- _PROBLEM_:
Begin at the line that has "the black bird" and stop after the line that has "167;146;187;181". Write those lines of data out again, swapping "leaf litter" for "fallen leaves" and keeping everything else the same.

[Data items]

----------

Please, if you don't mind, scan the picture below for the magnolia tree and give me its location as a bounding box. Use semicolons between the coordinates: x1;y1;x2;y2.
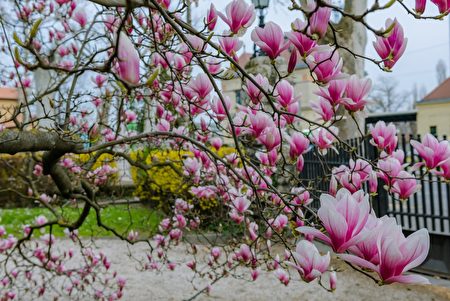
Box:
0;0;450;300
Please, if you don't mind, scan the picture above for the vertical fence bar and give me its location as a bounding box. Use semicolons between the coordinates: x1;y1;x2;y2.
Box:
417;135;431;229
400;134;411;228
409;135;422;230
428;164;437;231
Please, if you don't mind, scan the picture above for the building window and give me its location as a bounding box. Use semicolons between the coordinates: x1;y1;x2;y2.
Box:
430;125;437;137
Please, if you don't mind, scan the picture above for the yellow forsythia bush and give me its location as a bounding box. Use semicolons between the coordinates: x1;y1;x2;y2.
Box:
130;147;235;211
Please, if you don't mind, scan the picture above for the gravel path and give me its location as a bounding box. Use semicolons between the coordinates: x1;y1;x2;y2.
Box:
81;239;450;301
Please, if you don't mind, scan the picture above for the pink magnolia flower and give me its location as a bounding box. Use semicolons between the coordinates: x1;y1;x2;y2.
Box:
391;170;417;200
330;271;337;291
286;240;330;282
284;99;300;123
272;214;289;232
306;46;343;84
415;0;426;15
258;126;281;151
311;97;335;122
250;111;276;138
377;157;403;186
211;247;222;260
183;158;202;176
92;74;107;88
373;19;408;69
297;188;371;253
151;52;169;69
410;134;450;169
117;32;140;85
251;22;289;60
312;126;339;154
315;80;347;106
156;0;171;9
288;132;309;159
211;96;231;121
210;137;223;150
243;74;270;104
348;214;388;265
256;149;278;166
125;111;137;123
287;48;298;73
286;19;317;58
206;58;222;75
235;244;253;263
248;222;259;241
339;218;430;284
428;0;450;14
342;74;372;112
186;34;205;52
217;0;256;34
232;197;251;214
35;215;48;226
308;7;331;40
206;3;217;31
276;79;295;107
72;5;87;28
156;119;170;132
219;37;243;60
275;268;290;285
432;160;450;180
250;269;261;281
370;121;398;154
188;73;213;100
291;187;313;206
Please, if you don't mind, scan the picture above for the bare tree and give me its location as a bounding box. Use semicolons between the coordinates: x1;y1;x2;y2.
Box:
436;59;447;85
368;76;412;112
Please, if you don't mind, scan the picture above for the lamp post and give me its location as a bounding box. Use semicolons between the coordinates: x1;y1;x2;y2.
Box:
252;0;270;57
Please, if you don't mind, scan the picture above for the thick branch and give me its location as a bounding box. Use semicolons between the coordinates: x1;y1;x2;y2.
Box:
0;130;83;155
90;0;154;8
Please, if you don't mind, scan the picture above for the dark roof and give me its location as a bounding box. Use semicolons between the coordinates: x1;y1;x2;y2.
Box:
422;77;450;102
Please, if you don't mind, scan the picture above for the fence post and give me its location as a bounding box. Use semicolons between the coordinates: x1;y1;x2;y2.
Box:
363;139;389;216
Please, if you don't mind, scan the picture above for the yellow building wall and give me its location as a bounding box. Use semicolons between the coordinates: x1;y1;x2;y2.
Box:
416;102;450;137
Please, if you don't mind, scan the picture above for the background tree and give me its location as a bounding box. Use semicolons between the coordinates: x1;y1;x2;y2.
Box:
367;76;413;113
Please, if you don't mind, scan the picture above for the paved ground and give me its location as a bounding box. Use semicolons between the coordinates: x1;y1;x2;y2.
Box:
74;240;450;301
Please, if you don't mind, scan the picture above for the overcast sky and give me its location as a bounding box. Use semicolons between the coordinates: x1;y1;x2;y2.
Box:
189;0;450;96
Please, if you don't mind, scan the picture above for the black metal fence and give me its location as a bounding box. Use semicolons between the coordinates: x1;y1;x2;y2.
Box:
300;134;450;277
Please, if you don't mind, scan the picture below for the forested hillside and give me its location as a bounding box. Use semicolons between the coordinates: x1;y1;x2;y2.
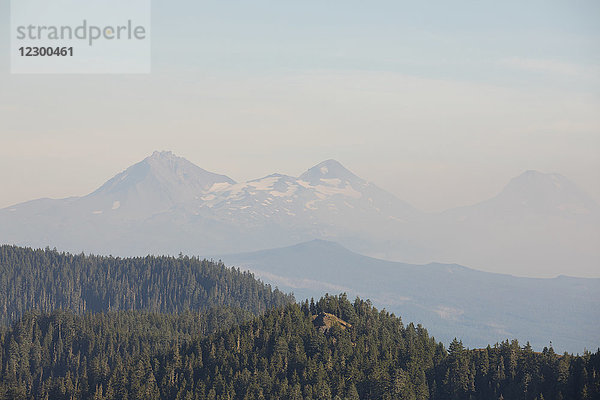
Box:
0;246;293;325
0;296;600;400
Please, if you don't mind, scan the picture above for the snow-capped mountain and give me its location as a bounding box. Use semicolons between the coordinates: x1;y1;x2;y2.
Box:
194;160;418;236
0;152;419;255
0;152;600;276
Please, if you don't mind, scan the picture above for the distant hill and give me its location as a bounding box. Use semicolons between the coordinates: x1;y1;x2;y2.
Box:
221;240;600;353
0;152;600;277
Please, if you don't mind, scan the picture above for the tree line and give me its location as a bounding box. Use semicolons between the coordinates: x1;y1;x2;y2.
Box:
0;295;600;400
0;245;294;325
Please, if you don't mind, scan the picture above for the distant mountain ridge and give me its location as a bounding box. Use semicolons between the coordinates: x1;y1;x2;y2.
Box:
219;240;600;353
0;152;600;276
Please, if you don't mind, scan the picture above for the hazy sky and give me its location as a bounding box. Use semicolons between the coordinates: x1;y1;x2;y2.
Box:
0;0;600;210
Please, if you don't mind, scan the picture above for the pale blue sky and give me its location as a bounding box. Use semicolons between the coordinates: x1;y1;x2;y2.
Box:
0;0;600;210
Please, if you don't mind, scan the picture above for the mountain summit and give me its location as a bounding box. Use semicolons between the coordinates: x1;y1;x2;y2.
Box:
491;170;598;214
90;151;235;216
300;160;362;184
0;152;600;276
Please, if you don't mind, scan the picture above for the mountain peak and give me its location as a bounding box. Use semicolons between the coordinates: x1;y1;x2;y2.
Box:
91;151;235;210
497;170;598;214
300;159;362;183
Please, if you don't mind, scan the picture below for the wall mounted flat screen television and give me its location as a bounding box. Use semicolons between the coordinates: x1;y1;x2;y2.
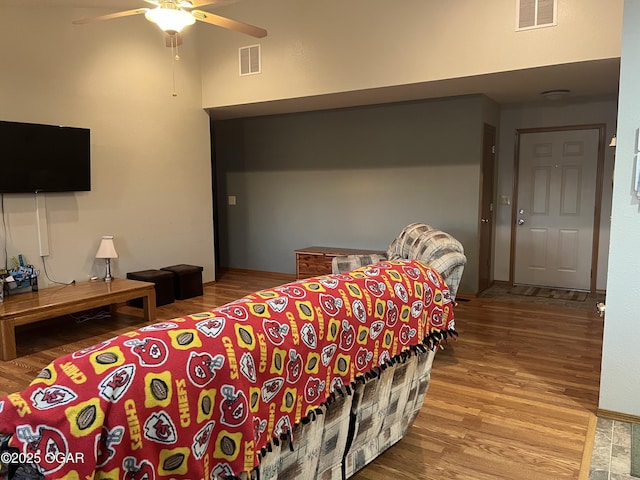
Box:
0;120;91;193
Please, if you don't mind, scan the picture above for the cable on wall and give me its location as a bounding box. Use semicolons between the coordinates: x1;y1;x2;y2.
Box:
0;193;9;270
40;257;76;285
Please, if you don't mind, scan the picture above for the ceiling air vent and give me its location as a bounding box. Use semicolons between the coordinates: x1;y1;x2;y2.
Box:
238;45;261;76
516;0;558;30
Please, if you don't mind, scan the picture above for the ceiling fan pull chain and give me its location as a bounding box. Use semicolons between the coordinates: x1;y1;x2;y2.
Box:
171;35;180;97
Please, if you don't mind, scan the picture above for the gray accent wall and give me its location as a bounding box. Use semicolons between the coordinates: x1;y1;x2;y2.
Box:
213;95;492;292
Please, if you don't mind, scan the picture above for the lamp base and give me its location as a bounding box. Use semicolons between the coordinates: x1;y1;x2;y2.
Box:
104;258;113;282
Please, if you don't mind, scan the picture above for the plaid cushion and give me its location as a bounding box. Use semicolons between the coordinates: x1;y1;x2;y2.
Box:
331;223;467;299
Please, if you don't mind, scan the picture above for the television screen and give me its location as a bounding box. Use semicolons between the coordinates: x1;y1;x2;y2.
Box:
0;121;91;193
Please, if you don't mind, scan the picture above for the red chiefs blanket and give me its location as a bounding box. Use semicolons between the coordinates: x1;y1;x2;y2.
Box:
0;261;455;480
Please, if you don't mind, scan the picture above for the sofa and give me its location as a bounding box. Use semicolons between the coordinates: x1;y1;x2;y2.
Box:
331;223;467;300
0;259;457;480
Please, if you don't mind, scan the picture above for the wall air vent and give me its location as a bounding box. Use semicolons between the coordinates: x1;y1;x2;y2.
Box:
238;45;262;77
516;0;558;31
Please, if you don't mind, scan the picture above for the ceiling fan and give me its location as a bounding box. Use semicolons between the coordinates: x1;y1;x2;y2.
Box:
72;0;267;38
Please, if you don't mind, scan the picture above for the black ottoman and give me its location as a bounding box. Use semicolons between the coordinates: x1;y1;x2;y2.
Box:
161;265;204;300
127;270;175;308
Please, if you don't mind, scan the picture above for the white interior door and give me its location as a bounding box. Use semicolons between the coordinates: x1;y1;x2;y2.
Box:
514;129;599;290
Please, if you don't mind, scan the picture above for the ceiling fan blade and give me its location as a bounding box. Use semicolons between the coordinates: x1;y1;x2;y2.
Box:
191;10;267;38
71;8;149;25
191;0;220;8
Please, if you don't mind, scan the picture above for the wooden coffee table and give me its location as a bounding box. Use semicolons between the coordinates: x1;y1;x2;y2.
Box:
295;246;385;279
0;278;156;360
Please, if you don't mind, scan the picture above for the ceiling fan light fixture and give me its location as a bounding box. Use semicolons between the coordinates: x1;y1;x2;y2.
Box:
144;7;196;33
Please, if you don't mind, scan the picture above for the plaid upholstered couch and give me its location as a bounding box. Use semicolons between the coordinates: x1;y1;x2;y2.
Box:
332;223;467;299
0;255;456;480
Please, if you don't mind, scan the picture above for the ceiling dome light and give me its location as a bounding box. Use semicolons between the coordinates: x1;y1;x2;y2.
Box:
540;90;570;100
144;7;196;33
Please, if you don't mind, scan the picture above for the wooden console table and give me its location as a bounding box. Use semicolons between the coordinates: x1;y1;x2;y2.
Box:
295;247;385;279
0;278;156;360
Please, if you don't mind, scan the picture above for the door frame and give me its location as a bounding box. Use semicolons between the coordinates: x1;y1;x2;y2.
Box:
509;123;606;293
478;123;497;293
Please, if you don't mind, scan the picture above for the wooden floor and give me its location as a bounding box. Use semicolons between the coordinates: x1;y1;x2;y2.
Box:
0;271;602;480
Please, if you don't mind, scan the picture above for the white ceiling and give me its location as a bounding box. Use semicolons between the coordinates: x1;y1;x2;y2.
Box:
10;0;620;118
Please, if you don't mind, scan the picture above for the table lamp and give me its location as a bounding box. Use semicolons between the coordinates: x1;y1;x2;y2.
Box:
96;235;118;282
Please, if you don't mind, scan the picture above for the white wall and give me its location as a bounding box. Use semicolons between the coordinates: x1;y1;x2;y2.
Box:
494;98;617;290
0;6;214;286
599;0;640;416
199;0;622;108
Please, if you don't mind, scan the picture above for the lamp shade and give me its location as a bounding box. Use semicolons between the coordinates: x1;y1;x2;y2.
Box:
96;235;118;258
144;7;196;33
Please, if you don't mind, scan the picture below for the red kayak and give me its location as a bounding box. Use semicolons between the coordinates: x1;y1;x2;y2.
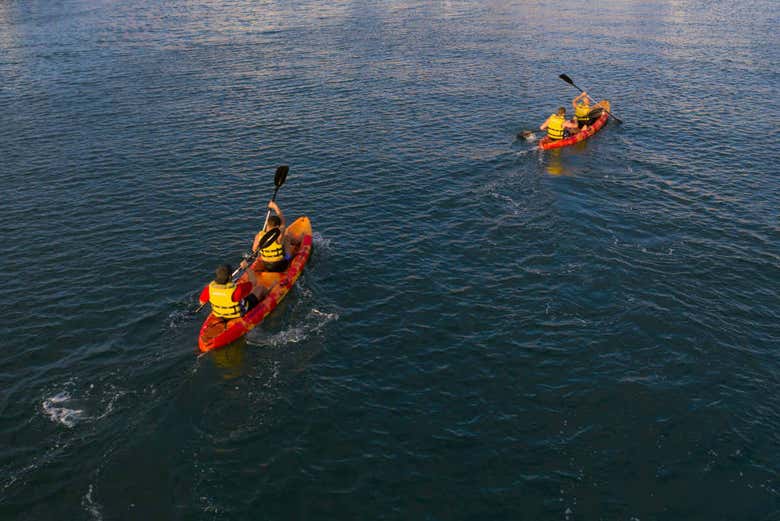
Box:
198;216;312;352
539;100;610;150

----------

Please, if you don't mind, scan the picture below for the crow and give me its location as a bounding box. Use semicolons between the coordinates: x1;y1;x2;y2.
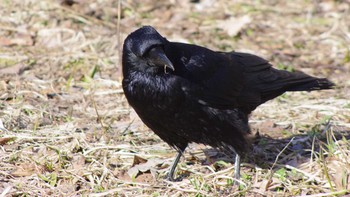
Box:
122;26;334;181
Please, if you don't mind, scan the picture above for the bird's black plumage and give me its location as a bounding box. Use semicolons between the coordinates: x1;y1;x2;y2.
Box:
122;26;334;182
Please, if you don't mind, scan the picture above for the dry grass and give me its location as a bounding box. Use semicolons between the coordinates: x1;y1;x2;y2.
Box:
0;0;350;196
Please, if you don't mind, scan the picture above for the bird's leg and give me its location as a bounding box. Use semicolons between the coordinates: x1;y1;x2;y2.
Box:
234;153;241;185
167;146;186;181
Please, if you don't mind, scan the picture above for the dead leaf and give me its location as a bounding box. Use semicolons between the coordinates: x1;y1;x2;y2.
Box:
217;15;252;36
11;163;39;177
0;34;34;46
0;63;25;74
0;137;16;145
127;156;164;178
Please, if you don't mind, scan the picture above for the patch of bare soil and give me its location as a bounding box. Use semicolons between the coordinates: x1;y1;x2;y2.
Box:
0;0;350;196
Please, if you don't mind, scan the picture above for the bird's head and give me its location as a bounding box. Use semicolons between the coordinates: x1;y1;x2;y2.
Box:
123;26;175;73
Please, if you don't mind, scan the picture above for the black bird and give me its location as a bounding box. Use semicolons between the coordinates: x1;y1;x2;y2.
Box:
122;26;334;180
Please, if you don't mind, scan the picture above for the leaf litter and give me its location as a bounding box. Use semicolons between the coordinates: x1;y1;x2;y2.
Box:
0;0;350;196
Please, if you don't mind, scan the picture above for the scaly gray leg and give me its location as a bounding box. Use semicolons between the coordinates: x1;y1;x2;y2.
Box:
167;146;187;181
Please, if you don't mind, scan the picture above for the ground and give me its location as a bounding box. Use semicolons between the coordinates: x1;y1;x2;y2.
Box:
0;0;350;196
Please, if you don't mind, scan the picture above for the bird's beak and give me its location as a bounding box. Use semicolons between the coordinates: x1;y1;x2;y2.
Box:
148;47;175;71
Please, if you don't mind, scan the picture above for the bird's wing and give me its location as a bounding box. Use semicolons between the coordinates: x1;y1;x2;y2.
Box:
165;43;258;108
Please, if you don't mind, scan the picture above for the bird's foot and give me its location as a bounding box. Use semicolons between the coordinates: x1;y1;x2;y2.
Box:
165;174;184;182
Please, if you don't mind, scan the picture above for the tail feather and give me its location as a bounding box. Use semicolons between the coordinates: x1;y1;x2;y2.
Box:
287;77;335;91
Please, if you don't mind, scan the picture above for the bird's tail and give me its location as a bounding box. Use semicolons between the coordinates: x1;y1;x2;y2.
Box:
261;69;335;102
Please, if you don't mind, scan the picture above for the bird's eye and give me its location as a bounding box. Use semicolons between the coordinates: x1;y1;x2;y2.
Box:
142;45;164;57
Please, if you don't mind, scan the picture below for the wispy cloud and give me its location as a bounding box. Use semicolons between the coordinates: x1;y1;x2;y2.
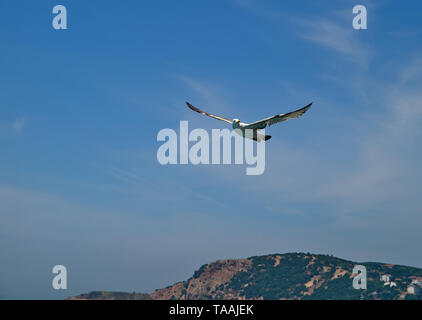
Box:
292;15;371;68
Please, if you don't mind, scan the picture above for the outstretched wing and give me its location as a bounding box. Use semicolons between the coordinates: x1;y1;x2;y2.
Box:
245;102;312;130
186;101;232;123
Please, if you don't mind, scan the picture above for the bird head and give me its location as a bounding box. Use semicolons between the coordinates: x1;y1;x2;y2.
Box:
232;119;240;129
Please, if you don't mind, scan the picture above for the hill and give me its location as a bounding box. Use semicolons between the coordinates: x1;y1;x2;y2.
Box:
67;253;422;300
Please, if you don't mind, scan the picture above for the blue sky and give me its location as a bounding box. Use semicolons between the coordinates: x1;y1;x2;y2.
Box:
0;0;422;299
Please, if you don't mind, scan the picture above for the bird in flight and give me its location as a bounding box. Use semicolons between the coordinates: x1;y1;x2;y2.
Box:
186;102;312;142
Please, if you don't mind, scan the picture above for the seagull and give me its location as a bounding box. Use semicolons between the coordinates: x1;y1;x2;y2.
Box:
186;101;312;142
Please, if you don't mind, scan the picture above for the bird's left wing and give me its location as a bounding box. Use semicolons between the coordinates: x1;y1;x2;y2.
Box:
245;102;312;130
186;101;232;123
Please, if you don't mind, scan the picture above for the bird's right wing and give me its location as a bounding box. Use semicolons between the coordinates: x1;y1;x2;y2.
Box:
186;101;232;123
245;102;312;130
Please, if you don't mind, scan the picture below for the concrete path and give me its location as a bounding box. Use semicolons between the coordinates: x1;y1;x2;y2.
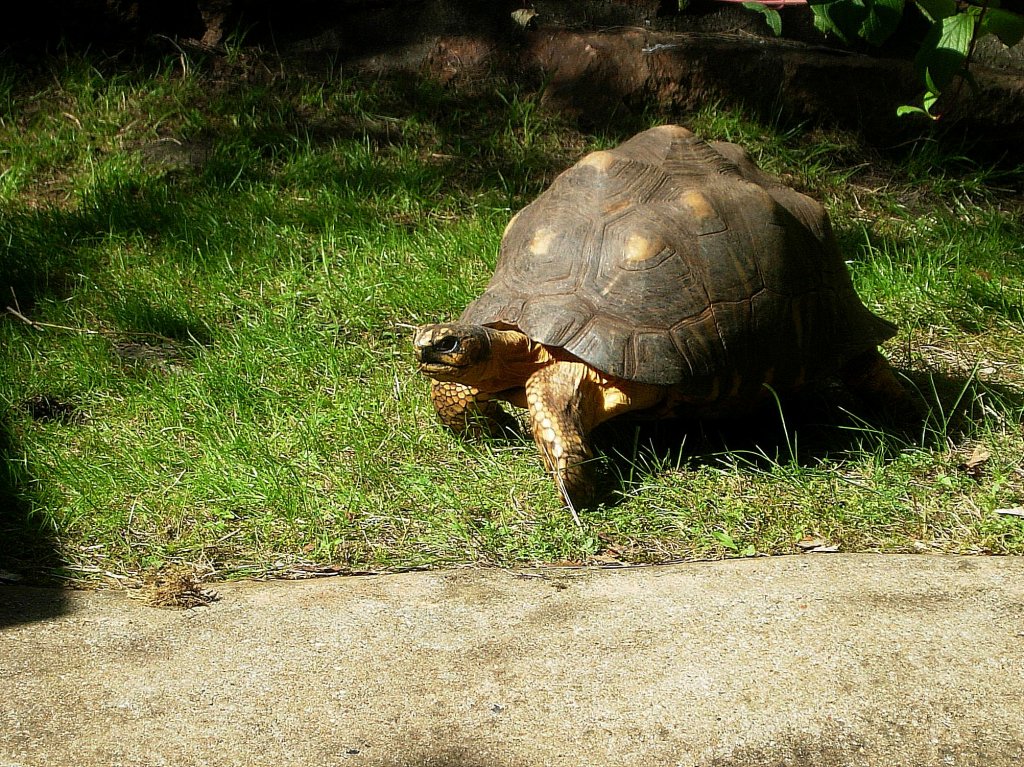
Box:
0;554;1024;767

----------

- _OUTPUT_:
Please, if you don't mind, scan the picture above for the black bird and give me its location as a bounding box. Use semicolons between the coordinates: x1;y1;x2;y2.
Box:
122;26;334;180
Please, if you don't mind, scan the picture above for the fallen leaves and give me its location as a bounding box. Use semicolons between the coordinates: x1;y1;x2;y2.
Box:
0;0;350;196
Please, if you don't mind, scan the picture above for the scaly gray leg and give me its location as a bounding box. Use semicolons between the coordinates: x1;y1;x2;y2.
Box:
167;146;187;181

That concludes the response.